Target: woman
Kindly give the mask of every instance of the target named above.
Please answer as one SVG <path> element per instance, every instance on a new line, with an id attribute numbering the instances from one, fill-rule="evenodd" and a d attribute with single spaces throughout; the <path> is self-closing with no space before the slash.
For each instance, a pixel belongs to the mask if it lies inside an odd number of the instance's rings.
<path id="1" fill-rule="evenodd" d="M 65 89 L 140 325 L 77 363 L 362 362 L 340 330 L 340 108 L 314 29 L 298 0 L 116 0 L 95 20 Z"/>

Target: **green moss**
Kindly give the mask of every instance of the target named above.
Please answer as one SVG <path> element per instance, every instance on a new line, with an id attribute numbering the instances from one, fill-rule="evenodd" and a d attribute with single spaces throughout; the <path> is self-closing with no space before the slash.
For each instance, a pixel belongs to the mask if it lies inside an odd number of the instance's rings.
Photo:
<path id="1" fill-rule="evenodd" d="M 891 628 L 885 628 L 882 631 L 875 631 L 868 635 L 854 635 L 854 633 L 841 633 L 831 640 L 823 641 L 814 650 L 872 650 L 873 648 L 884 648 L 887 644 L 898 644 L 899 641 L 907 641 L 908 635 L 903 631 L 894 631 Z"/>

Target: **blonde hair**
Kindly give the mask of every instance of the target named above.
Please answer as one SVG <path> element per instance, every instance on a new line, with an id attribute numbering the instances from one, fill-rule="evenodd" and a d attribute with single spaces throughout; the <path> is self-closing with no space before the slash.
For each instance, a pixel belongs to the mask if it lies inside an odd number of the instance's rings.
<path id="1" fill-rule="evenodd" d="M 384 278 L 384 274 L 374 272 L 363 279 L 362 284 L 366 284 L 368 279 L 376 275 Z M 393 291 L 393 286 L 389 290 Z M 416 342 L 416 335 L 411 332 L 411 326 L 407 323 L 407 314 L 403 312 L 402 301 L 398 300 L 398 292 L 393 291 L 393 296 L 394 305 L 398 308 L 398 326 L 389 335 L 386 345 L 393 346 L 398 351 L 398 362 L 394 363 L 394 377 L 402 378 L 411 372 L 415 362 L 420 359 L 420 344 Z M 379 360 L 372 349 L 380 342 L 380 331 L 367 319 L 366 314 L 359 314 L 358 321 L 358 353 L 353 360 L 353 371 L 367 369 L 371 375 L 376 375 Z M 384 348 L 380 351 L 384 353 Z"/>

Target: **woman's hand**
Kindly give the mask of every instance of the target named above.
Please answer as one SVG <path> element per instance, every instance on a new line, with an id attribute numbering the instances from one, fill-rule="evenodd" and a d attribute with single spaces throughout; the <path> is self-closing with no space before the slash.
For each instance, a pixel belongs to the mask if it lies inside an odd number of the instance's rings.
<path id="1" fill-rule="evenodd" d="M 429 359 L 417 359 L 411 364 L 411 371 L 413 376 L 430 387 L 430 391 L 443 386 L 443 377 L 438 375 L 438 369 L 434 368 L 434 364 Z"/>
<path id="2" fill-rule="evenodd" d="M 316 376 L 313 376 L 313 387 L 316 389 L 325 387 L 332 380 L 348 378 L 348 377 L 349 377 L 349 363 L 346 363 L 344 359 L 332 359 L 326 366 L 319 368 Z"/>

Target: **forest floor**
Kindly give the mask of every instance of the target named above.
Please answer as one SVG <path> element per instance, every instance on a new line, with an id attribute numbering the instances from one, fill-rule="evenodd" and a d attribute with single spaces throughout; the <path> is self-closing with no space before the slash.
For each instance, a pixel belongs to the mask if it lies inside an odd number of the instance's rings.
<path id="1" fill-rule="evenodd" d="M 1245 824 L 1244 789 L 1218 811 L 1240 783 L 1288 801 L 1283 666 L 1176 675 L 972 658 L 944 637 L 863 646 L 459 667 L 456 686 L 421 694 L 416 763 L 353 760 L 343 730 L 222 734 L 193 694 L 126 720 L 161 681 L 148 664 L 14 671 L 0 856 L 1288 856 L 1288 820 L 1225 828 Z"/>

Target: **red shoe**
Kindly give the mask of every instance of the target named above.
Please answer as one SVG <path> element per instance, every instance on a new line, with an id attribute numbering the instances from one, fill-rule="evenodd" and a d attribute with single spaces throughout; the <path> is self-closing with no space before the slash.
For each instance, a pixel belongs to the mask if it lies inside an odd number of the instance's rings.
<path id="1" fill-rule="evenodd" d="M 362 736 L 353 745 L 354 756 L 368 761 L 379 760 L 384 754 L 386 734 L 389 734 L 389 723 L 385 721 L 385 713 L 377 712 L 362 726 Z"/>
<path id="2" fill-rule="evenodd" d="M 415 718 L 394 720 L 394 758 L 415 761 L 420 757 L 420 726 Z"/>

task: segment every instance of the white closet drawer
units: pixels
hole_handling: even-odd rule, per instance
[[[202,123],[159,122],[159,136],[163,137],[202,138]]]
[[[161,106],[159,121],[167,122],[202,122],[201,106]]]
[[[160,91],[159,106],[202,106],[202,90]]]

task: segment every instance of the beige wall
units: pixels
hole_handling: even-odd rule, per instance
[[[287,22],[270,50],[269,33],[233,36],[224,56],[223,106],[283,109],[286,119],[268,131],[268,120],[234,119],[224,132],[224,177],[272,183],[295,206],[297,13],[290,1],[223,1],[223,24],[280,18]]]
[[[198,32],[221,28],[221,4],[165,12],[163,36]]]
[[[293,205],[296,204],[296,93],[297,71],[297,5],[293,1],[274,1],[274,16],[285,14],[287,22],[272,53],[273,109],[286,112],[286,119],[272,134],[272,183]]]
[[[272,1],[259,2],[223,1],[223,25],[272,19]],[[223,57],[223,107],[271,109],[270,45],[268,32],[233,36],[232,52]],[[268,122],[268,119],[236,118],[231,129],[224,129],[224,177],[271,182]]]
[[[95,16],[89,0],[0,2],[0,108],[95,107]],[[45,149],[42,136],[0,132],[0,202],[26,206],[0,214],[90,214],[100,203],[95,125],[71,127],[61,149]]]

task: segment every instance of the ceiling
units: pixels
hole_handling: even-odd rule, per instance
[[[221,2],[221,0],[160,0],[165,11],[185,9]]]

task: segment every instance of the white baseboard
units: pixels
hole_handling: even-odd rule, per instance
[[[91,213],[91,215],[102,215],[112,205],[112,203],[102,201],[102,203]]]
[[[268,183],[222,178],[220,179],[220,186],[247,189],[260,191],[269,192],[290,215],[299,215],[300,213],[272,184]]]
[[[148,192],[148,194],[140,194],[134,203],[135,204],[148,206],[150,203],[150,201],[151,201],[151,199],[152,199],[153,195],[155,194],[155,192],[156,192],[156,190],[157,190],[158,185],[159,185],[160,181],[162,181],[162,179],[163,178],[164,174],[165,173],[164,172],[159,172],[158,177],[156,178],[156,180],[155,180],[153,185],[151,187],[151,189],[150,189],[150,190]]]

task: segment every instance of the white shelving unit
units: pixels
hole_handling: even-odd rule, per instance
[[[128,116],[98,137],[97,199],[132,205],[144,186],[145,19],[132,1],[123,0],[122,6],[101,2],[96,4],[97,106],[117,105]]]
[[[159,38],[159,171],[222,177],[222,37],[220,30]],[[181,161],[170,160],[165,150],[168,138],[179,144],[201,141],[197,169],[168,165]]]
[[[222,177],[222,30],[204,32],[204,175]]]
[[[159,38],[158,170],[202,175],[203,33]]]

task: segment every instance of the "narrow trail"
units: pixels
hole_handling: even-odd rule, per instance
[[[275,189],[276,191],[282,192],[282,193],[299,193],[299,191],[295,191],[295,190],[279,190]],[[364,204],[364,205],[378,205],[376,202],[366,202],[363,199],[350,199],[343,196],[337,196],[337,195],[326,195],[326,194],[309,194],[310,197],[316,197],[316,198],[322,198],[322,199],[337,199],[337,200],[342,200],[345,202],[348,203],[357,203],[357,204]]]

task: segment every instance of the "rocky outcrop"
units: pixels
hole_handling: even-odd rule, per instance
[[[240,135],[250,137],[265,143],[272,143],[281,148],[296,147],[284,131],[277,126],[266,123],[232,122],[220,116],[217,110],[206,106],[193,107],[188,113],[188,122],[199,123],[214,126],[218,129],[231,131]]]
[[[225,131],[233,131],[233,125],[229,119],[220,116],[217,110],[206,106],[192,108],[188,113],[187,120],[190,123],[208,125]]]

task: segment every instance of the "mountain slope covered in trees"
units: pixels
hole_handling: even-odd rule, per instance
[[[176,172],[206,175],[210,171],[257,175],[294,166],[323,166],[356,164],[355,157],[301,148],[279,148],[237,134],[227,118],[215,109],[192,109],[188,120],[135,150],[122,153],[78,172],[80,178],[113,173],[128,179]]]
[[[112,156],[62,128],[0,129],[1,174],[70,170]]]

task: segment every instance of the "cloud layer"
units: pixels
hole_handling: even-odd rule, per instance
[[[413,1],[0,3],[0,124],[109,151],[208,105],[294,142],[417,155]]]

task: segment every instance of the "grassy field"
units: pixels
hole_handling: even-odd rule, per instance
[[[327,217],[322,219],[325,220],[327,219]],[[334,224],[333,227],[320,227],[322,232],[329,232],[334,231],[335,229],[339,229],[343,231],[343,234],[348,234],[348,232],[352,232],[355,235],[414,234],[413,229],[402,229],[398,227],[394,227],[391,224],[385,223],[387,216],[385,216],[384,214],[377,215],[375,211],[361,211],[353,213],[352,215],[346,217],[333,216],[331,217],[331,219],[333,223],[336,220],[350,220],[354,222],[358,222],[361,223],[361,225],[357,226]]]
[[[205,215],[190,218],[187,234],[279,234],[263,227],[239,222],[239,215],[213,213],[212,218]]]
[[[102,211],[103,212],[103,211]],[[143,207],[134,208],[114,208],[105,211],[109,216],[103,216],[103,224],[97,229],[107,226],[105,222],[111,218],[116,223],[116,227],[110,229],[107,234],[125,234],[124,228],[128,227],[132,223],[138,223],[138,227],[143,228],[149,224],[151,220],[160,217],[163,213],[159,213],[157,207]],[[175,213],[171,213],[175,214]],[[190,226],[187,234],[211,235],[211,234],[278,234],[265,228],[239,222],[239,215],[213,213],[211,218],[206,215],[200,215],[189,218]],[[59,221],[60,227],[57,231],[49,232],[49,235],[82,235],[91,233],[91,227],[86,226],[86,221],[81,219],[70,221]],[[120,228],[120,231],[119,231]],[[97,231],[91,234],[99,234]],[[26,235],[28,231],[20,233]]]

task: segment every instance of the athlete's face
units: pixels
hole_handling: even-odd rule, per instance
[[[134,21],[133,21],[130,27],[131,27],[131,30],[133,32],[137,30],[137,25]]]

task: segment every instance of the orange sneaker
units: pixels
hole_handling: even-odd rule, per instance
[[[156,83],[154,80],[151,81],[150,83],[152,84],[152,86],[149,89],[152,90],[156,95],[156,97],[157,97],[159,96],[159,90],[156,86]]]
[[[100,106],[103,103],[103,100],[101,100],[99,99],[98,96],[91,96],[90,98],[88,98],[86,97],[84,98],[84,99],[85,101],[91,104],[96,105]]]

□ □ □ □

Update the lines starting with the line that contains "Target: **red shoe**" and going on through the line that contains "[[[160,91],[159,106],[202,106],[202,90]]]", replacing "white closet drawer" with "white wardrobe drawer" and leaving everything else unchanged. Return only these lines.

Target: **red shoe**
Kindly give the mask of every instance of the target named above.
Please answer as one SVG <path> element per instance, every instance on a new line, with an id attribute numbering the instances from one, fill-rule="evenodd" and a d attribute with single spaces throughout; the <path> is self-closing with no space before the slash.
For each instance, a pixel belongs to the mask if it lies inside an odd number of the instance's rings.
<path id="1" fill-rule="evenodd" d="M 362 736 L 353 745 L 354 756 L 368 761 L 379 760 L 384 754 L 386 734 L 389 734 L 389 723 L 385 721 L 385 713 L 377 712 L 362 726 Z"/>
<path id="2" fill-rule="evenodd" d="M 415 718 L 394 720 L 394 758 L 415 761 L 420 757 L 420 726 Z"/>

task: segment every instance of the white wardrobe drawer
units: pixels
hole_handling: even-odd rule, per instance
[[[202,123],[159,122],[159,136],[163,137],[202,138]]]
[[[161,106],[159,121],[167,122],[202,122],[201,106]]]
[[[160,91],[159,106],[202,106],[202,90]]]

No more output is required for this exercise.